Exercise:
Rewrite everything in the records below from the line containing "Outline each red tile" down to the line containing "7, 65, 508, 614", both included, with "shoreline" replaced by "coastline" and all else unchanged.

* START Records provided *

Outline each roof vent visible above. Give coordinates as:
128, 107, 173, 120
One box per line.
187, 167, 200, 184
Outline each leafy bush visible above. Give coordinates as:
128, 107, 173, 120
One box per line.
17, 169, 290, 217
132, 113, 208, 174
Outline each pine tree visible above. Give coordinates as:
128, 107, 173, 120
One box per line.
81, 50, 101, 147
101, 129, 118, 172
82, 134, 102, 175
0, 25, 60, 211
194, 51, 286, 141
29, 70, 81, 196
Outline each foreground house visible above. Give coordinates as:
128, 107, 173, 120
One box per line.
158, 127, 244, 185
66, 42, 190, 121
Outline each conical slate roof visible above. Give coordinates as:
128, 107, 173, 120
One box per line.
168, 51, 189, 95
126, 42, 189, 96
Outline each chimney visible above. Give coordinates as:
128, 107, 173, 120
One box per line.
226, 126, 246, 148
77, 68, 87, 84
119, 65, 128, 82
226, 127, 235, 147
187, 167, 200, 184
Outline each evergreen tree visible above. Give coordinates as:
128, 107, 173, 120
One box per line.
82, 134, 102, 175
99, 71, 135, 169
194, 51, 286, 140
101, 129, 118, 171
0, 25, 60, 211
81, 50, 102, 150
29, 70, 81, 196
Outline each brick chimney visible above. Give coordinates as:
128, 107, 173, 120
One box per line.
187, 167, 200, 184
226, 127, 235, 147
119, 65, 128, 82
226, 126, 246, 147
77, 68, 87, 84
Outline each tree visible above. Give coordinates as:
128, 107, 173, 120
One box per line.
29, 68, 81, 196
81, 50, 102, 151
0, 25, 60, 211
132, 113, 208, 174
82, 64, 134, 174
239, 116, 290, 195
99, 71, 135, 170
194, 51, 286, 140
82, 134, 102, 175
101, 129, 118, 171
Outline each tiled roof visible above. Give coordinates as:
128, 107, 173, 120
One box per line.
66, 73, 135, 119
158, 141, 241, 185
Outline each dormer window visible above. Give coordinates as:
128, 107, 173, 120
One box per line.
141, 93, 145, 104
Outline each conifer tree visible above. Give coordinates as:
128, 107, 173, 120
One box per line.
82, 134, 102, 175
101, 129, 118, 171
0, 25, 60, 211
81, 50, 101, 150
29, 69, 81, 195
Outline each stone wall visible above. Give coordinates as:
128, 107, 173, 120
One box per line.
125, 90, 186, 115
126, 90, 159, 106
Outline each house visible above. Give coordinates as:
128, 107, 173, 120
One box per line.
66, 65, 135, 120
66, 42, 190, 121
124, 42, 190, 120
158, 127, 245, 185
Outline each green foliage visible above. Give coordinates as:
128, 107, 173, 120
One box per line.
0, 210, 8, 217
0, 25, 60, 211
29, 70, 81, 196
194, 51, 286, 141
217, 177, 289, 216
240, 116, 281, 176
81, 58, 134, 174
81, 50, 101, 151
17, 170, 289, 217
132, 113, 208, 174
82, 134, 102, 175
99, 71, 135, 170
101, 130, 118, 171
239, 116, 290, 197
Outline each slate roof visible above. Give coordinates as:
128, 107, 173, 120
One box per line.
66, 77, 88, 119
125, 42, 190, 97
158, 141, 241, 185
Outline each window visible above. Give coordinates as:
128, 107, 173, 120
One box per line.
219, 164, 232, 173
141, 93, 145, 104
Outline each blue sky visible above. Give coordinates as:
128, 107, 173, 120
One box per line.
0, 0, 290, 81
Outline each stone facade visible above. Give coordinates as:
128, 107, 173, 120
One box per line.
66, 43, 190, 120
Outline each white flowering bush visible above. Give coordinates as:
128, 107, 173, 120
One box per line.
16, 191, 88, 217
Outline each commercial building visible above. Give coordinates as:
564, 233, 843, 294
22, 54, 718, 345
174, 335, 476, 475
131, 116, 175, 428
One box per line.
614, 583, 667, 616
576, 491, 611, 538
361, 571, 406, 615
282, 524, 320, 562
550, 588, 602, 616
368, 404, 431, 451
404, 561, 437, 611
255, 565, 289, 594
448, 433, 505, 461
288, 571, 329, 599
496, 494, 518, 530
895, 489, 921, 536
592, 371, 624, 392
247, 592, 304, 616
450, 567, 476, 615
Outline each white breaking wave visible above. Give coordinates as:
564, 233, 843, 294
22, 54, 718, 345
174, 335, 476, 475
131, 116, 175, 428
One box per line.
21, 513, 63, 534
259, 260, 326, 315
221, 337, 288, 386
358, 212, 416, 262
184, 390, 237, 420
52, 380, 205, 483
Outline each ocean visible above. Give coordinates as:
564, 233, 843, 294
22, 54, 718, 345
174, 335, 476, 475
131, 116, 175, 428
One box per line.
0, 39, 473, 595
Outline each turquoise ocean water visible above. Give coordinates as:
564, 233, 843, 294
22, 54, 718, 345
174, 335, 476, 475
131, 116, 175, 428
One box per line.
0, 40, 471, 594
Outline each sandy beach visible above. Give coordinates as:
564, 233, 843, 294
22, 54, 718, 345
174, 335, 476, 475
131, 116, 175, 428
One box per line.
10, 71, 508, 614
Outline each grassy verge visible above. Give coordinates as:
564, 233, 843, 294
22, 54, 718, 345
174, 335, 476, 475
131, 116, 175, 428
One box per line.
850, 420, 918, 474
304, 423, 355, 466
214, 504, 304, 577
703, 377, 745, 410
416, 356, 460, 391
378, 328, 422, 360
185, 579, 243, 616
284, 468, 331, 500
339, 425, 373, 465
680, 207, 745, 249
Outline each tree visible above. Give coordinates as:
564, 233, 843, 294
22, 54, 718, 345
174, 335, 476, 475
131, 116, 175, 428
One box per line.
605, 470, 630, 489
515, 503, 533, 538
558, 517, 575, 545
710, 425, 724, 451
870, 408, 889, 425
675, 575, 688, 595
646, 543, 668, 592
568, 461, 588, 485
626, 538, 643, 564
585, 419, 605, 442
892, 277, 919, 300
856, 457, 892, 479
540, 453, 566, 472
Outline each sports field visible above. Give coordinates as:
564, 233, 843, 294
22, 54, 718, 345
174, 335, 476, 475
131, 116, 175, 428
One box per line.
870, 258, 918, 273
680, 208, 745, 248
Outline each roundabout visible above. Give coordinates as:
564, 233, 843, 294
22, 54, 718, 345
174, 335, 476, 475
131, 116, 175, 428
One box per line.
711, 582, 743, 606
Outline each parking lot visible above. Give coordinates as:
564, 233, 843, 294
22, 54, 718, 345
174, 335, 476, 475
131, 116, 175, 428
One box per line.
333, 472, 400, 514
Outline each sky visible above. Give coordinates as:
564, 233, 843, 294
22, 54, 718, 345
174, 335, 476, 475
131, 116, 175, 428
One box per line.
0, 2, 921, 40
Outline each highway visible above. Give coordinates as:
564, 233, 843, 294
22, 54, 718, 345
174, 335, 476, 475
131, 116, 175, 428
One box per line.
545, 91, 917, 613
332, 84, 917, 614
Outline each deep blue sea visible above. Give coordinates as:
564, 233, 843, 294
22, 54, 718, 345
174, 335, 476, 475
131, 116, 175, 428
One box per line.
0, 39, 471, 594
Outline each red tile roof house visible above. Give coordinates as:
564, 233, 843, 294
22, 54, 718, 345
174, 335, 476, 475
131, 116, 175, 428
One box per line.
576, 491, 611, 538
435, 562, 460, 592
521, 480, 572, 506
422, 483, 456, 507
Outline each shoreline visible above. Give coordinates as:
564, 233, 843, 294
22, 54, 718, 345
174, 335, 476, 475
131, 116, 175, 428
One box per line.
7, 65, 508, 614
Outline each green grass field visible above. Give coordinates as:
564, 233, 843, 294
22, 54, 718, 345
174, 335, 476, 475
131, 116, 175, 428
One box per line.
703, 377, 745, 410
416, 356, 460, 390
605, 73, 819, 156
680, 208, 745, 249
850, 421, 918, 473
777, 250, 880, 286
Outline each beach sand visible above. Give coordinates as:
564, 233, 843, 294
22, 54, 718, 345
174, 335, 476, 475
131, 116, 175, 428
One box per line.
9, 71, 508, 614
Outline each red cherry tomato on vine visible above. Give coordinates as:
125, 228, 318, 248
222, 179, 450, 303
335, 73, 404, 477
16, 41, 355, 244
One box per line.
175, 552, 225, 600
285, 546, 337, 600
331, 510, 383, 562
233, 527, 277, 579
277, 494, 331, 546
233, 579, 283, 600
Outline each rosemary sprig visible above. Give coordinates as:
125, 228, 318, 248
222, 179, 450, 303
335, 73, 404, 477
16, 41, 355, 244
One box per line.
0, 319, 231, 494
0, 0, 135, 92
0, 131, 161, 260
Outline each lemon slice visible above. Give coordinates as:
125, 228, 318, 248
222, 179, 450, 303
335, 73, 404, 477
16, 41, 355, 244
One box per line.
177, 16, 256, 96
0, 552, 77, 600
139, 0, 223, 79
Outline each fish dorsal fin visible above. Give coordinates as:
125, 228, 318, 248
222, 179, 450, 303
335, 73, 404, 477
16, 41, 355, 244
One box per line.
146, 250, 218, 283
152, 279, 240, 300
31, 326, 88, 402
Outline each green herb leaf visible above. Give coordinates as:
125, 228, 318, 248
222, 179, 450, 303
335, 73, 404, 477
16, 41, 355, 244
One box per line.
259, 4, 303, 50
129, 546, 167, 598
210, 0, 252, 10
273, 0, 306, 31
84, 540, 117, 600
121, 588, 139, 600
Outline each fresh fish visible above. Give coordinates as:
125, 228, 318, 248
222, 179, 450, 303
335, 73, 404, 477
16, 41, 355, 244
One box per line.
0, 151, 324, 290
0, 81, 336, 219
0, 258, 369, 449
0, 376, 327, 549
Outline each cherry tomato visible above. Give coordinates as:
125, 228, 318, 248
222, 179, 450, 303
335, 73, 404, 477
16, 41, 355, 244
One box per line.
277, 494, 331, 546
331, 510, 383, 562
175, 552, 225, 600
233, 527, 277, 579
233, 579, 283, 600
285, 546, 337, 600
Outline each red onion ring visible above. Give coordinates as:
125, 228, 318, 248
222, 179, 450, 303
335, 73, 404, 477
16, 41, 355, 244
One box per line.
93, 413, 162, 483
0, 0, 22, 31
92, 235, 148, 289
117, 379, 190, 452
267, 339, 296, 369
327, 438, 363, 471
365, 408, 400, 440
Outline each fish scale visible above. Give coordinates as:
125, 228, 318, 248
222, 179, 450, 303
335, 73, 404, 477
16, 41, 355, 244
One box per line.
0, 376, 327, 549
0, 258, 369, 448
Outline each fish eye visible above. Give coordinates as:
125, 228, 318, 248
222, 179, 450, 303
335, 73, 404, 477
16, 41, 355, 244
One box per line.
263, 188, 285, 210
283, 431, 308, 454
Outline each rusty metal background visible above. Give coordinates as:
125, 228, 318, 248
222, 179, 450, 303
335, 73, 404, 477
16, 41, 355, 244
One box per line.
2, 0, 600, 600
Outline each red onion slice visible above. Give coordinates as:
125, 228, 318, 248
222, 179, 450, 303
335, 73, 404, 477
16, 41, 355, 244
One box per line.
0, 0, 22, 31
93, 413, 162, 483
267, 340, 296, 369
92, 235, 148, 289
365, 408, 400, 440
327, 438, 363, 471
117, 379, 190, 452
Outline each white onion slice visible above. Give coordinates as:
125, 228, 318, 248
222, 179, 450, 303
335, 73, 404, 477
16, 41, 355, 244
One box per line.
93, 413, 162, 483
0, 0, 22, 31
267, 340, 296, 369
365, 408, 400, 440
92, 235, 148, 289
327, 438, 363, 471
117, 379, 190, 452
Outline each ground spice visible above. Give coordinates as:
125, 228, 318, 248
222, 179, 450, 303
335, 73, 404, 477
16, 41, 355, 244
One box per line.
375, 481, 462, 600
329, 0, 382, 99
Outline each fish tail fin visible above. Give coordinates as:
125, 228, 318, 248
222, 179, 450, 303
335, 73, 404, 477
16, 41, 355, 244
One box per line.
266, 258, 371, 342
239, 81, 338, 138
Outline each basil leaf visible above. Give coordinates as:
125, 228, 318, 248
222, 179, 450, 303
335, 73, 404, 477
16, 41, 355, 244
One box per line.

* END Records provided *

Finished task:
Outline each red tile roof house visible above. Give coordinates as:
564, 233, 843, 294
22, 54, 718, 345
174, 335, 476, 475
131, 116, 175, 428
One box per line.
576, 491, 611, 538
435, 562, 460, 592
521, 480, 572, 506
422, 483, 456, 507
Outline each coastline visible above. Give coordinates as:
564, 233, 843, 294
22, 54, 718, 345
174, 335, 476, 475
131, 116, 175, 428
One box per line.
7, 65, 508, 614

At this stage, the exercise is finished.